--- Start of Reading passage ---

Leonhard Euler was one of the greatest mathematicians in history: not only did he produce outstanding mathematics, he produced it at an outrageous rate, publishing more than any other single mathematician before or after him. If quality of output multiplied by quantity of output is equal to greatness, then Euler is the greatest mathematician ever.
His work encompassed all of mathematics, nearly all of physics, and a significant part of astronomy. An astonishing fraction of the total research in mathematics and the physical sciences carried out between 1730 and 1780 was solely Euler’s work. Although he went completely blind at age 64, his remarkable mathematical flow continued without interruption – in fact, it increased.
Beginnings
Leonhard Euler (pronounced “oiler”) was born on April 15, 1707 in the city of Basel, Switzerland. His mother was Marguerite Brucker and his father was Paul Euler. Leonhard was the eldest of their four children.
Leonhard’s mother was a pastor’s daughter. His father was a pastor in a Calvinist church. Leonhard’s father had studied some mathematics at university while taking his theology degree, and was a friend of the Bernoulli family, famed for their mathematical prowess.
Leonhard grew up in the town of Riehen, about 5 miles (7 km) from Basel, very close to Switzerland’s borders with both France and Germany. His school in Riehen was not especially good, so his father gave him extra mathematics lessons – Leonhard was interested enough in the subject to get his own mathematics books to work through.
Like Carl Friedrich Gauss, born 70 years after him, Leonhard showed unusual talents in mental arithmetic, performing difficult calculations in his head. He also had a phenomenal memory: when prompted, he could readily recite long poems, and his knowledge of facts, and scientific and mathematical data was encyclopedic.
Becoming a Mathematician
At age 13, in 1720, Leonhard enrolled at the University of Basel, graduating three years later as a Master of Philosophy. His thesis analyzed the philosophical works of two mathematical geniuses, Isaac Newton and René Descartes.
His father hoped Leonhard would follow in his footsteps to become a Calvinist pastor, but private lessons with Johann Bernoulli revealed Leonhard was blessed with astonishing mathematical talents. Bernoulli was probably the world’s greatest practicing mathematician at the time. He was also a good friend of Leonhard’s father, and the two discussed Leonhard’s remarkable aptitude for mathematics. The result was that Leonhard was allowed to spend three further years studying mathematics under Bernoulli’s guidance. So Leonhard followed a mathematical rather than a spiritual calling. Nevertheless, he remained devoutly religious throughout his life.
The Russian Academy
Leonhard Euler tried hard for a professorship at the University of Basel, but was unsuccessful.
On May 17, 1727, he arrived in Russia’s capital city Saint Petersburg, where his friend Daniel Bernoulli was employed as a mathematician at the Imperial Russian Academy of Sciences.
Daniel’s brother Nicolaus had died of fever in Russia the previous year, and Daniel was homesick, wishing he had Swiss colleagues. Johann Bernoulli, Daniel’s father, sent Euler to Saint Petersburg bearing gifts – tea, coffee, and brandy that Daniel had been longing for.
With an unusual talent for learning languages, Euler quickly mastered Russian. Beginning work as a physiology researcher, he was soon working in the more appropriate field of physics, becoming a professor of physics in 1730.

--- End of Reading passage ---

◆ **Work to do**
#1 According to the Euler biography, why did Leonhard's father give him extra mathematics lessons? Answer in one to three sentences.
#2 Please express everything in the records from the line containing "Objective — one point on each instance of the reed" down through the end of the records as a JSON list of strings, one string per line, leaving out blank lines.
The biography and the records have no connection to each other.

--- Start of Stored records ---

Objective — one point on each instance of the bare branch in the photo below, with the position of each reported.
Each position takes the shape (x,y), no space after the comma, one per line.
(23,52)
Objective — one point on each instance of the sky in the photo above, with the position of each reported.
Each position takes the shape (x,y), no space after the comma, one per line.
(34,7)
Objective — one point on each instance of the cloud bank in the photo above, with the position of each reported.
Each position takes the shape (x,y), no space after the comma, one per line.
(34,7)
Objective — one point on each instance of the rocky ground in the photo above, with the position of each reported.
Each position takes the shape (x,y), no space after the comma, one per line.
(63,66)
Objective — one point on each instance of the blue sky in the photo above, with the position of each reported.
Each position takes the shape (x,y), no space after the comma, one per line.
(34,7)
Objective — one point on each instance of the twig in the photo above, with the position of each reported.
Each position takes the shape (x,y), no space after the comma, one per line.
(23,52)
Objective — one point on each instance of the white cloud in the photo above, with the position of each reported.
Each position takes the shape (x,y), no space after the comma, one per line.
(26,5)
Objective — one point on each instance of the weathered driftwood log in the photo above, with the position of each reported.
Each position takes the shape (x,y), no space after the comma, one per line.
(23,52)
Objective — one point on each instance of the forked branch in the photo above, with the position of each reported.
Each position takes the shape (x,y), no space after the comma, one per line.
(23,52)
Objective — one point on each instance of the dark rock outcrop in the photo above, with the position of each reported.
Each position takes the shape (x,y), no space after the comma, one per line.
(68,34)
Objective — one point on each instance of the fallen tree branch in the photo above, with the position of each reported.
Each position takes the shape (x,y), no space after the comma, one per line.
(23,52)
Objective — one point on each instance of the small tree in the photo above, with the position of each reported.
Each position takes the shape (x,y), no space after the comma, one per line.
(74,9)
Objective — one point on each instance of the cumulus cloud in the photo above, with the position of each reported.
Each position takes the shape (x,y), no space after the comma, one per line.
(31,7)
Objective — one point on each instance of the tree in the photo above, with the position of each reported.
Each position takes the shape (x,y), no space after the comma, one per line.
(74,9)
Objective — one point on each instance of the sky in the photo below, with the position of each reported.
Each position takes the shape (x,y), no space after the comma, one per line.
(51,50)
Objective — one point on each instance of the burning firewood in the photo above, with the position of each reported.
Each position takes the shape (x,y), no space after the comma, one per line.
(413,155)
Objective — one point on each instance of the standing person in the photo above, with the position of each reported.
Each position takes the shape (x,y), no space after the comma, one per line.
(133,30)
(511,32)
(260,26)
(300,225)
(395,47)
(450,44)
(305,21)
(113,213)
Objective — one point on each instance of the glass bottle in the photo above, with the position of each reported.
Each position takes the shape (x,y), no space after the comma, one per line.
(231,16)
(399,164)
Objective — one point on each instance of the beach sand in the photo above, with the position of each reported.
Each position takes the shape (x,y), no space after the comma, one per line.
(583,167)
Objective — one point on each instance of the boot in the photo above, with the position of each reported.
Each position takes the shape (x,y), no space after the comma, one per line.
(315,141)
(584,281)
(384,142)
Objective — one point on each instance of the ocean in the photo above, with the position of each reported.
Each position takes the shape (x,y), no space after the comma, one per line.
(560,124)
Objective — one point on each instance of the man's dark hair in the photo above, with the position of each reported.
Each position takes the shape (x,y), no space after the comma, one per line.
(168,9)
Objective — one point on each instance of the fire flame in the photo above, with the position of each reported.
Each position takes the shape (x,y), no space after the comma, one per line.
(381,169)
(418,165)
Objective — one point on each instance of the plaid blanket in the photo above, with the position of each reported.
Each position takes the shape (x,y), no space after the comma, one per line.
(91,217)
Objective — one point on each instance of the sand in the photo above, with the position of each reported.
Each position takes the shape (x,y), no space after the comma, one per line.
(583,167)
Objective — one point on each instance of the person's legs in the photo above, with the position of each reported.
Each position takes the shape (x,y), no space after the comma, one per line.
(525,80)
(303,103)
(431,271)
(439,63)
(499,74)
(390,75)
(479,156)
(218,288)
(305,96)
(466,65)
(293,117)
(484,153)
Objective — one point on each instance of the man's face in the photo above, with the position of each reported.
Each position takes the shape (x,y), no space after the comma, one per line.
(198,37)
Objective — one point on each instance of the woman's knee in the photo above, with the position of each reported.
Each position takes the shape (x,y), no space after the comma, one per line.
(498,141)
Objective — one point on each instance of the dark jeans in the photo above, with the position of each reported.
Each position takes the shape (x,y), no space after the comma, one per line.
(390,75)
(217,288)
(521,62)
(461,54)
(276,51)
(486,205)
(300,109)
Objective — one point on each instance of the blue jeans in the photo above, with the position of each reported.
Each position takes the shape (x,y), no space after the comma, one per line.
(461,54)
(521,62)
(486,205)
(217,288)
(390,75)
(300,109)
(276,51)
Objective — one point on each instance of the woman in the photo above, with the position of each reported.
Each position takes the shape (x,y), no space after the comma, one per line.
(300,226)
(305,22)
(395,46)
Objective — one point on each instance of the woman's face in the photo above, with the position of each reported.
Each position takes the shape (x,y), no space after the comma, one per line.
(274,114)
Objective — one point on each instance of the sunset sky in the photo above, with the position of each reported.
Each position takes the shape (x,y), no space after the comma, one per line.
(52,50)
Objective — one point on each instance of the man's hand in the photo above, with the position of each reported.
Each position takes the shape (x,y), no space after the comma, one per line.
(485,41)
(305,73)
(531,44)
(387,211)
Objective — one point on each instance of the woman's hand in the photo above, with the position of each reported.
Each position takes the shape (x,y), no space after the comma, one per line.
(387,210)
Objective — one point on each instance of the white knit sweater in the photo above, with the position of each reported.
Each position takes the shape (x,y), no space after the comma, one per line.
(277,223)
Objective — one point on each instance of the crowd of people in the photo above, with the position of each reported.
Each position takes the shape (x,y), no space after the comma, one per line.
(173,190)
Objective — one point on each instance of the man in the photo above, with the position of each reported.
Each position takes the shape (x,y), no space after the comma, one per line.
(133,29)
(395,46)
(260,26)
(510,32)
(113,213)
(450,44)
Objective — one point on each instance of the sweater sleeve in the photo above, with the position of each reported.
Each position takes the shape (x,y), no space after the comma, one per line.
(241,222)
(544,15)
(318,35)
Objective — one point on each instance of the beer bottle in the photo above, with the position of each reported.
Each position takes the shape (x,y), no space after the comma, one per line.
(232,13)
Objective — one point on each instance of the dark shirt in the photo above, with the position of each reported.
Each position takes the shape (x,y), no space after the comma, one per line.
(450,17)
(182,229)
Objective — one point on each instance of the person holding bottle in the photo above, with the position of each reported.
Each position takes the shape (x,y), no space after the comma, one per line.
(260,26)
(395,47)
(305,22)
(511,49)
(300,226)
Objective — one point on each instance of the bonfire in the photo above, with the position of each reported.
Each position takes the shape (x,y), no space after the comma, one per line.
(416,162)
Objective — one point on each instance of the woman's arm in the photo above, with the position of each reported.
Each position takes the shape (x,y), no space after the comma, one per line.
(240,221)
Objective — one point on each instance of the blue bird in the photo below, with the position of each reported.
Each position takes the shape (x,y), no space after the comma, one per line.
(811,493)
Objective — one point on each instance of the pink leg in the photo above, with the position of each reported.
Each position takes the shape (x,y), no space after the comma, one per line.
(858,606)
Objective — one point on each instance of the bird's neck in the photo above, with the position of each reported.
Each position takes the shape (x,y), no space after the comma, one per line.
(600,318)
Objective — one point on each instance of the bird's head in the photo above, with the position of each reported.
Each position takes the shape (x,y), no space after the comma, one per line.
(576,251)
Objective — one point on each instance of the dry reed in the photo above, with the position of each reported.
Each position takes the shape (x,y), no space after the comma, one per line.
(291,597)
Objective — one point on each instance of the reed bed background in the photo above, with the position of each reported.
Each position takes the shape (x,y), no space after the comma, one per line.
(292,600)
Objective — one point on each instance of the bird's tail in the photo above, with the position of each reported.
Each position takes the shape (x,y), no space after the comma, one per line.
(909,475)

--- End of Stored records ---

◆ **Expected responses**
#1 Leonhard's father gave him extra mathematics lessons because his school in Riehen was not especially good.

#2
[
  "Objective — one point on each instance of the reed bed background in the photo above, with the position of each reported.",
  "Each position takes the shape (x,y), no space after the comma, one per line.",
  "(292,600)",
  "Objective — one point on each instance of the bird's tail in the photo above, with the position of each reported.",
  "Each position takes the shape (x,y), no space after the comma, one per line.",
  "(909,475)"
]